§ Sección del documento:
¿Cómo están ustedes?

En las ruinas de Camelot

Ahora dicen que fue para recoger fragmentos del cráneo y del cerebro de John, trozos que guardó en sus manos con mimo y nervios hasta el hospital con la esperanza de que se los restauraran. Ahora dicen eso, pero nosotros siempre vimos en aquella imagen de Jacqueline Kennedy gateando sobre el maletero de aquel cochazo negro, como un querer volver al instante anterior para que los disparos no fueran. Un retroceder a ese instante que buscamos contra la tragedia para evitar lo que no queremos inevitable. Agarrar el momento anterior en el que, si fuera posible, pudiéramos cambiar el destino. Retroceder en el tiempo. Un laberinto quimérico.

En nuestra infancia hemos visto muchas veces esa imagen. El coche negro es un Lincoln. Una limusina descapotable. Para nosotros, habitantes en un pueblo en desarrollo en aquellos años sesenta con muy pocos coches todavía, cualquier automóvil así de grande y de traza rectangular nos parecía un Dodge. Pero aquel era un Lincoln, marca de lujo de la factoría Ford. Un Lincoln negro. El traje de lana rosa de Jacqueline –Jackie– Kennedy contrasta con la carrocería. La desesperación, con lo que fue su sonrisa en el aeropuerto.

§ Datos proporcionados:

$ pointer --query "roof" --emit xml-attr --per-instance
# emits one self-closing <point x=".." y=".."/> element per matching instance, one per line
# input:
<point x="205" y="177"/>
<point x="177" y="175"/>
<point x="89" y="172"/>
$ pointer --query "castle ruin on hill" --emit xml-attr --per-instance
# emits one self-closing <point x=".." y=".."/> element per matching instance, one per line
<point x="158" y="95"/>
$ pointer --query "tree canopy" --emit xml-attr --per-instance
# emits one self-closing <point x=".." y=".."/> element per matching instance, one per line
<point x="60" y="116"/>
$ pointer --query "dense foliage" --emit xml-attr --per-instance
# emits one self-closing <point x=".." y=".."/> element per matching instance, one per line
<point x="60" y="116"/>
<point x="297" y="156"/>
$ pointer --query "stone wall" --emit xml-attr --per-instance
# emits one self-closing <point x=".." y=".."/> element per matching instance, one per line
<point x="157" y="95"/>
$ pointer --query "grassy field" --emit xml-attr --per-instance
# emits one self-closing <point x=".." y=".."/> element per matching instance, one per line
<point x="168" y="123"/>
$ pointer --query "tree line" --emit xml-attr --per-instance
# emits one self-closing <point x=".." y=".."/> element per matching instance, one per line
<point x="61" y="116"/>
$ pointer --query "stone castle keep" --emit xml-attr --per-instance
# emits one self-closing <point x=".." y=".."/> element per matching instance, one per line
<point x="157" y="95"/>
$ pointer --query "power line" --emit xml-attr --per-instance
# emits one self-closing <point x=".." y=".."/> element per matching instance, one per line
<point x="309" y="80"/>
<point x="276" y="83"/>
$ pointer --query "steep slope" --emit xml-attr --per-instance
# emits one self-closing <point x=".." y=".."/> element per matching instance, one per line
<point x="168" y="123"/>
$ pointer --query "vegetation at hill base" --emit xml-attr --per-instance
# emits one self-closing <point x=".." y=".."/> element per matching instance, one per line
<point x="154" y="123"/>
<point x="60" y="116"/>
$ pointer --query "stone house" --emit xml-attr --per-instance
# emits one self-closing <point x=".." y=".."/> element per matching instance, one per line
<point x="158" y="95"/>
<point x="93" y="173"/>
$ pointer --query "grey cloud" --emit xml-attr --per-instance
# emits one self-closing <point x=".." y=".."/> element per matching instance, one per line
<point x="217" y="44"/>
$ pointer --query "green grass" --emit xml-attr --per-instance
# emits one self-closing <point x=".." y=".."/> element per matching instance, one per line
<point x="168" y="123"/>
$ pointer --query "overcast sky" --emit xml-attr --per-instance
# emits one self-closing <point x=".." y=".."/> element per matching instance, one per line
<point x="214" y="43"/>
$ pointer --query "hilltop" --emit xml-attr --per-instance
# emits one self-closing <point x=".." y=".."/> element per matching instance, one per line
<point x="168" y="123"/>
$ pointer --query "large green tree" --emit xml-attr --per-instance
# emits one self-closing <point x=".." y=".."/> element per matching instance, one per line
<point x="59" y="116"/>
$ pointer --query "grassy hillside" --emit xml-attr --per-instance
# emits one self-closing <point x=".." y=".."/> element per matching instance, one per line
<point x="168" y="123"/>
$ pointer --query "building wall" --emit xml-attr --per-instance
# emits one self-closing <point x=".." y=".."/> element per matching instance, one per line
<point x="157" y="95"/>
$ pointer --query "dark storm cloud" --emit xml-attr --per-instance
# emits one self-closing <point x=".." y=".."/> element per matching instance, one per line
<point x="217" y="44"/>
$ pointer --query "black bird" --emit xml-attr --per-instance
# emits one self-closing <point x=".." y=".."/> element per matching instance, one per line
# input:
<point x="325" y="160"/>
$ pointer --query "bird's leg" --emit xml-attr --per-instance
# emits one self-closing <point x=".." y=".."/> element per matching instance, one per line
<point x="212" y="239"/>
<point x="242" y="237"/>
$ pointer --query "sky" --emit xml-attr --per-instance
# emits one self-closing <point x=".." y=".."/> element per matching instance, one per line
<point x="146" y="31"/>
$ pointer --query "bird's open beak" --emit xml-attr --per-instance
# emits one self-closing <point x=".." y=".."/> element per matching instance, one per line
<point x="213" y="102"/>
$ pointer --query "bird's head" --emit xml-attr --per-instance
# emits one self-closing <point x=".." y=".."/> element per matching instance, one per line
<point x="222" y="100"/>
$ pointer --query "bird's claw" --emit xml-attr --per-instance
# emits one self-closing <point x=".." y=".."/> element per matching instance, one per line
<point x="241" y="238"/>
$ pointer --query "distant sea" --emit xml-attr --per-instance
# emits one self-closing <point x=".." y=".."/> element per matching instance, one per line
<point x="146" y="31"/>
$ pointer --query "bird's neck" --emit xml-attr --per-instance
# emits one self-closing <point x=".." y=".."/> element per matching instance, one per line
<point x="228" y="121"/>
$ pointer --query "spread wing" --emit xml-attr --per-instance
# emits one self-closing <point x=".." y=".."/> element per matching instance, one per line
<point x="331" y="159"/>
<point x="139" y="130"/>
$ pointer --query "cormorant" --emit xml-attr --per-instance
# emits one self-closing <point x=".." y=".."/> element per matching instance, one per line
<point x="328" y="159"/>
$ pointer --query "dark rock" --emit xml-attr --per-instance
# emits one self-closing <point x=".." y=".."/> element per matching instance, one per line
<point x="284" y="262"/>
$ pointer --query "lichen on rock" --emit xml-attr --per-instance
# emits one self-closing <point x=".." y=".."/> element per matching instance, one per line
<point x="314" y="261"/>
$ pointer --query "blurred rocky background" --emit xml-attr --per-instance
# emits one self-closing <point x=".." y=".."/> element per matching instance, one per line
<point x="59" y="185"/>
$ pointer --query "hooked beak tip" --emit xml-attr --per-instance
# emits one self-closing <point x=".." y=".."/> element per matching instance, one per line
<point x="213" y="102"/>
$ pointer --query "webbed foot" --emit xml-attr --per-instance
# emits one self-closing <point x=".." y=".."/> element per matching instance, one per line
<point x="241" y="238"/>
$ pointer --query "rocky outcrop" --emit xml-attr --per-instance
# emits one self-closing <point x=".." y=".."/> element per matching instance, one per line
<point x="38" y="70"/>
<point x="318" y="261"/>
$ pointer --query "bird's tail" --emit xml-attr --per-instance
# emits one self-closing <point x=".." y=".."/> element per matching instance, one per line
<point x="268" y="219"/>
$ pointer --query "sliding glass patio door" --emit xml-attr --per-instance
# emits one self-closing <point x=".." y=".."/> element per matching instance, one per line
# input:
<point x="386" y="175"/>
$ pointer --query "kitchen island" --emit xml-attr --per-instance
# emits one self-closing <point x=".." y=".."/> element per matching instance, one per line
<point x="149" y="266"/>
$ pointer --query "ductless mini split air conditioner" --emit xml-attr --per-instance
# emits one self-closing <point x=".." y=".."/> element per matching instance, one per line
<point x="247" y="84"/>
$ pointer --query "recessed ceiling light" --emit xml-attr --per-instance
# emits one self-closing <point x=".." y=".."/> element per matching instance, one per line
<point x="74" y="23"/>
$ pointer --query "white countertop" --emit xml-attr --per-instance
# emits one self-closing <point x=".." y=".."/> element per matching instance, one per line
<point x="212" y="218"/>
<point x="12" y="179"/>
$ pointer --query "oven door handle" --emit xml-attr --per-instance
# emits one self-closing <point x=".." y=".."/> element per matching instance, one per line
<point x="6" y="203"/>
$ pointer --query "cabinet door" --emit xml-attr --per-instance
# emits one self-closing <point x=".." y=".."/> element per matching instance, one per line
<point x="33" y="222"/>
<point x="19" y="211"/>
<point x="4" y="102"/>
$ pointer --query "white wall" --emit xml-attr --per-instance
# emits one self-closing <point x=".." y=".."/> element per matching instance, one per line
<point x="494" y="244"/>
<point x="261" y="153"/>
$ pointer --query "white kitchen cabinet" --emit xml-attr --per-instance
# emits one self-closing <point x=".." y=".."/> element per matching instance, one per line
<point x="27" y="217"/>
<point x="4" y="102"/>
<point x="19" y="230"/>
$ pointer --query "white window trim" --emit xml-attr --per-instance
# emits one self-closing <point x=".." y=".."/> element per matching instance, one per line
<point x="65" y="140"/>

§ Instrucciones: Retoma el texto sobre Jacqueline Kennedy y el Lincoln negro y sigue escribiéndolo a partir de su última frase. Los registros son un material aparte, sin relación con el texto.

§ Resultado del ejercicio:
Cuando los disparos, ha atendido a su marido. Le ha abrazado. Pero viendo que la situación es grave, con desesperación busca enganchar el pasado en el camino recorrido por el coche, en el camino recorrido por el tiempo. Volviendo hacia atrás. Queriendo desandar lo andado. Volver a la esquina anterior, volver a Houston Street, a cualquier calle anterior, acaso donde aquella pancarta que dice "¡Es a ti, Jacqueline, a quien queremos!". Lo de menos es cierta impopularidad de JFK entre diversos sectores. Lo importante es volver al espacio anterior a los disparos. Pero desandar lo andado no es posible. Aunque lo andado sea a una velocidad de dieciocho kilómetros por hora. No se puede desandar el tiempo. No cabe la vuelta atrás. Cuando son las doce horas y treinta y cuatro minutos, aunque retrocedamos en el espacio, ya no pueden ser las doce horas y treinta minutos. Las balas disparadas no pueden volver a la recámara. Veintidós de noviembre de 1963. John Fitzgerald Kennedy, trigésimo quinto presidente de los Estados Unidos, morirá.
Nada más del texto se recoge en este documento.